EXERCICE 1: Recopiez fidèlement, s'il vous plaît, le passage de la source allant de « Et si les voitures » jusqu'à « là ? Que non ! ».
EXERCICE 2: Indiquez combien de lignes contiennent le mot « dunes ». Donnez uniquement ce nombre.

SOURCE:
========

Et si les voitures …
elles nous diraient la traversée des villes, les décors et le mobilier familial
sur le toit !
Il faut bien
reconnaître que ce militantisme extrême n’a pu se développer que grâce à la
complicité toujours bienveillante d’Annette qui assurait à la fois l’intendance
et … les retours de soirées.
Un déménagement en
Seine-St-Denis va permettre à André d’étendre ses activités à ce département où
il rencontre un accueil chaleureux tant auprès des collèges et des lycées que
des centres sociaux culturels.
Mais va-t-il
s’arrêter là ? Que non !
C’est l’occasion pour
lui de donner naissance aux premières associations familiales laïques de
France.
Militant au Conseil National
des Associations Familiales Laïques, il en sera le Président, le fera
reconnaître par l’ensemble du mouvement familial et obtiendra son agrément par
l’UNAF[12] au
prix d’un combat de plusieurs années.
En 1988, André a
annoncé depuis plusieurs mois déjà qu’il ne solliciterait pas le renouvellement
de son mandat à la tête du CNAFAL.
Mécontent de l’orientation
prise par les dirigeants qui lui succèdent, il quitte bientôt le CNAFAL, prend
son bâton de pèlerin (laïque !), sillonne la France et, avec quelques
fidèles pour base de l’édifice, construit l’Union des Familles Laïques (l’UFAL).
C’est une construction
harassante mais oh combien exaltante !
Suffit-elle à sa
boulimie ? Une fois encore il faut répondre non, deux fois non !

========

LIGNES AFFICHÉES:
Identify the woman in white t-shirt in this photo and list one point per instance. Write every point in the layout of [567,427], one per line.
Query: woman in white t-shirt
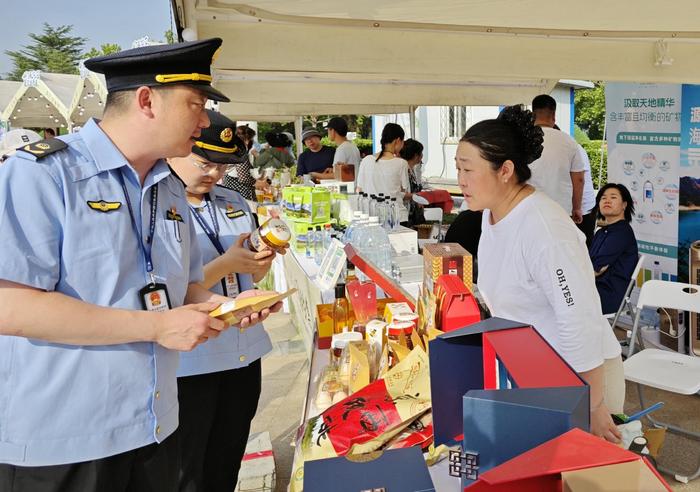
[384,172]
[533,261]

========

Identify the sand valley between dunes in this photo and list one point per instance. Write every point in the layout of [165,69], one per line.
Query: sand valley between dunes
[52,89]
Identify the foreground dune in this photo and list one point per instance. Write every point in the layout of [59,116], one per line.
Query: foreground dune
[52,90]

========

RÉSULTAT ATTENDU 1:
Et si les voitures …
elles nous diraient la traversée des villes, les décors et le mobilier familial
sur le toit !
Il faut bien
reconnaître que ce militantisme extrême n’a pu se développer que grâce à la
complicité toujours bienveillante d’Annette qui assurait à la fois l’intendance
et … les retours de soirées.
Un déménagement en
Seine-St-Denis va permettre à André d’étendre ses activités à ce département où
il rencontre un accueil chaleureux tant auprès des collèges et des lycées que
des centres sociaux culturels.
Mais va-t-il
s’arrêter là ? Que non !

RÉSULTAT ATTENDU 2: 2